Provided data:

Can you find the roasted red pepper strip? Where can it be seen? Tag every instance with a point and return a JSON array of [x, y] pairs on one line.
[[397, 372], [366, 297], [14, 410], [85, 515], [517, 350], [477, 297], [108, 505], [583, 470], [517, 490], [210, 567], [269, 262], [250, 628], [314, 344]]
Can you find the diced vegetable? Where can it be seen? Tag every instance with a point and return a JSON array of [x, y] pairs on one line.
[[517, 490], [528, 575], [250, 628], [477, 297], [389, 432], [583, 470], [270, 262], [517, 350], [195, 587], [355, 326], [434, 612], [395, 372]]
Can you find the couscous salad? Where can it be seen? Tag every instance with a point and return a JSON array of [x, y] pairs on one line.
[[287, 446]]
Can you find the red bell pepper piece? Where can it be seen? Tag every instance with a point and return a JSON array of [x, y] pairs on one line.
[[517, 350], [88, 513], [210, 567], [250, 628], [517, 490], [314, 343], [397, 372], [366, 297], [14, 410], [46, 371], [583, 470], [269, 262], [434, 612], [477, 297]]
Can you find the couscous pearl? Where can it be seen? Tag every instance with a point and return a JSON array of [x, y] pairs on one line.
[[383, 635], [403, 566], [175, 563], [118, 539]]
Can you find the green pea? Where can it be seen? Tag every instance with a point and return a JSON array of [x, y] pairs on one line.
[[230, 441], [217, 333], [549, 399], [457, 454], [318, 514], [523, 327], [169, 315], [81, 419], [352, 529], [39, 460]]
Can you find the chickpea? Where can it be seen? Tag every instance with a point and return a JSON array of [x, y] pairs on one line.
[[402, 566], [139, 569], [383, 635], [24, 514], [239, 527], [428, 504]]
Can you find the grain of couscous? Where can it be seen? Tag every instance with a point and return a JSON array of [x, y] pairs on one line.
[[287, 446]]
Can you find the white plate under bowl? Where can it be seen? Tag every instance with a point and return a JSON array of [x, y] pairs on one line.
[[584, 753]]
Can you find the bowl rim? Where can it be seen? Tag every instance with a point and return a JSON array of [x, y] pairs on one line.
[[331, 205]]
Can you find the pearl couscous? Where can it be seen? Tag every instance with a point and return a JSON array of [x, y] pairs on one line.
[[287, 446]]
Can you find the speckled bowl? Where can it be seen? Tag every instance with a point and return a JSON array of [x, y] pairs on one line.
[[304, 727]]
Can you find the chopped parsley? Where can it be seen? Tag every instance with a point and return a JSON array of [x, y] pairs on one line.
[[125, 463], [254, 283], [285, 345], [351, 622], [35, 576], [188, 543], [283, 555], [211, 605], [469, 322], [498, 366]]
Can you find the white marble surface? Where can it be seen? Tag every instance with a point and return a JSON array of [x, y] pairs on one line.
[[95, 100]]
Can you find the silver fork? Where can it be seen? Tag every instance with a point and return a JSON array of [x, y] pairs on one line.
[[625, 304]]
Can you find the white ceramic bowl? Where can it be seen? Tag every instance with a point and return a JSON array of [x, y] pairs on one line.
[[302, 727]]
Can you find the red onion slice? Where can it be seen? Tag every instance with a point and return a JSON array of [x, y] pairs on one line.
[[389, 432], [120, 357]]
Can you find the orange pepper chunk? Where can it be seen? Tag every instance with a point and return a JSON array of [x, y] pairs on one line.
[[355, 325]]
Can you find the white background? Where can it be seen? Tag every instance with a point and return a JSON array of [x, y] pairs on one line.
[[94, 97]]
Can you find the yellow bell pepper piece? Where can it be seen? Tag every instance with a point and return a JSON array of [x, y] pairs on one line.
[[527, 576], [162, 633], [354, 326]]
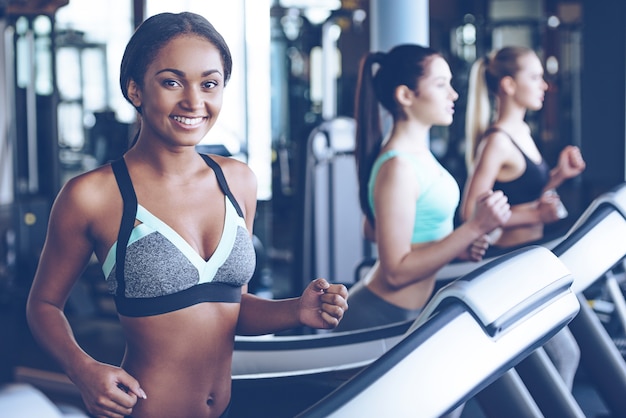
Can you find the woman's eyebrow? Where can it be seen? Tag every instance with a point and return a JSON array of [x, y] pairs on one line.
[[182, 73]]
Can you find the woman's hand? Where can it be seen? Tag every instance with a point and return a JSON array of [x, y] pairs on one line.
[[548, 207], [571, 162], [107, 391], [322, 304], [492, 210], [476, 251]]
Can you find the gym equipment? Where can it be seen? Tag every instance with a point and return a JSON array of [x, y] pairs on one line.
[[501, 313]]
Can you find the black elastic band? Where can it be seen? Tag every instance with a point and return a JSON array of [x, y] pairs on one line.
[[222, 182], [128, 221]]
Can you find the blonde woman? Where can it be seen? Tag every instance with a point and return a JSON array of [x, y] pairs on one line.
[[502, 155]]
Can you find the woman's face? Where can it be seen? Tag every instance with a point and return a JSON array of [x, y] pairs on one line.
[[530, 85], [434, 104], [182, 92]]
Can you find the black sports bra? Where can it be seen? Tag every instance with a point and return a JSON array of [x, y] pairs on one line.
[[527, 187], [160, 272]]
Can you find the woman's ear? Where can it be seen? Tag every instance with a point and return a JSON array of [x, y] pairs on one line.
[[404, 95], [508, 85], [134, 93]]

Work order: Find "Can you find the woman's face?" in the records above. Repeat its line and every later line exactly, through the last one.

Your response:
Can you find the woman's face? Where can it be seen? Tag every instance with a point and return a JSON array of [x, y] pairs on one line.
[[530, 85], [434, 104], [182, 92]]
Can you find the black sports bra? Where can it be seen? Tag every instance with a point and return a JSON array of [x, y] pairs on one line.
[[527, 187], [160, 272]]
Can you find the woman's ear? Where can it be seen? Tag every instance with a point and return a JSON array of [x, y] pairs on one line.
[[404, 95], [508, 85], [134, 93]]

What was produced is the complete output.